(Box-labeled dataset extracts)
☆ ☆ ☆ ☆

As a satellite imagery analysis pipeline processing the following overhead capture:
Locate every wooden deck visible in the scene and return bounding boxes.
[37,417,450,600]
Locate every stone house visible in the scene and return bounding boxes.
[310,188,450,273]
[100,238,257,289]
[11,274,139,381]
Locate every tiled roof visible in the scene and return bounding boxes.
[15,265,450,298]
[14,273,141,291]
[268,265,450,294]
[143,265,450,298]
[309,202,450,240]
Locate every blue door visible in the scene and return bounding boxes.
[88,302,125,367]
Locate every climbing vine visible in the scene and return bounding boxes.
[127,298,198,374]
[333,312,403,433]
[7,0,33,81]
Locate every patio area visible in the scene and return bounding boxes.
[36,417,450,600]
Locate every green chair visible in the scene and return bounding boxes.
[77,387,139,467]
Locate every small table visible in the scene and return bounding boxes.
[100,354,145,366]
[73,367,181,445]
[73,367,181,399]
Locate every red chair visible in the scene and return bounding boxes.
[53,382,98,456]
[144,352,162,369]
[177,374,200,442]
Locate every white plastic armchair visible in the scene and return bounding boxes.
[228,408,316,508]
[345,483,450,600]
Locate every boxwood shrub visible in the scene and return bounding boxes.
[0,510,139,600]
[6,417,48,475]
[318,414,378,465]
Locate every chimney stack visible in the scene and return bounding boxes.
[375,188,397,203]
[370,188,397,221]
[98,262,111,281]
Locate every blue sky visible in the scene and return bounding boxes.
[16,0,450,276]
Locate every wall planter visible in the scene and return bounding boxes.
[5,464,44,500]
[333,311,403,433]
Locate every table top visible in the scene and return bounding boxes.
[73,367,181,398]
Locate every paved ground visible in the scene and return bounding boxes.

☆ ☆ ☆ ☆

> Given problem
Copy the records from the line containing "Locate every boxwood" through the end of the records, swapping "boxwood shrub" for "box hedge" and keeping everything else the same.

> Solution to the exercise
Locate every box hedge visible in the scene and return bounding boxes.
[0,510,139,600]
[6,417,48,475]
[318,414,378,465]
Locate every chimney stack visible in the scene and return bounding boxes.
[375,188,397,203]
[370,188,397,221]
[98,262,111,281]
Locate every blue sky visible in the scene and return bounding boxes.
[16,0,450,276]
Locate every wall planter visible in the scene and return bounding boxes.
[5,464,44,500]
[333,311,403,433]
Locate every table top visible in the scene and return bounding boxes.
[73,367,181,398]
Locate every paved ground visible in the scene and return bounding boxes.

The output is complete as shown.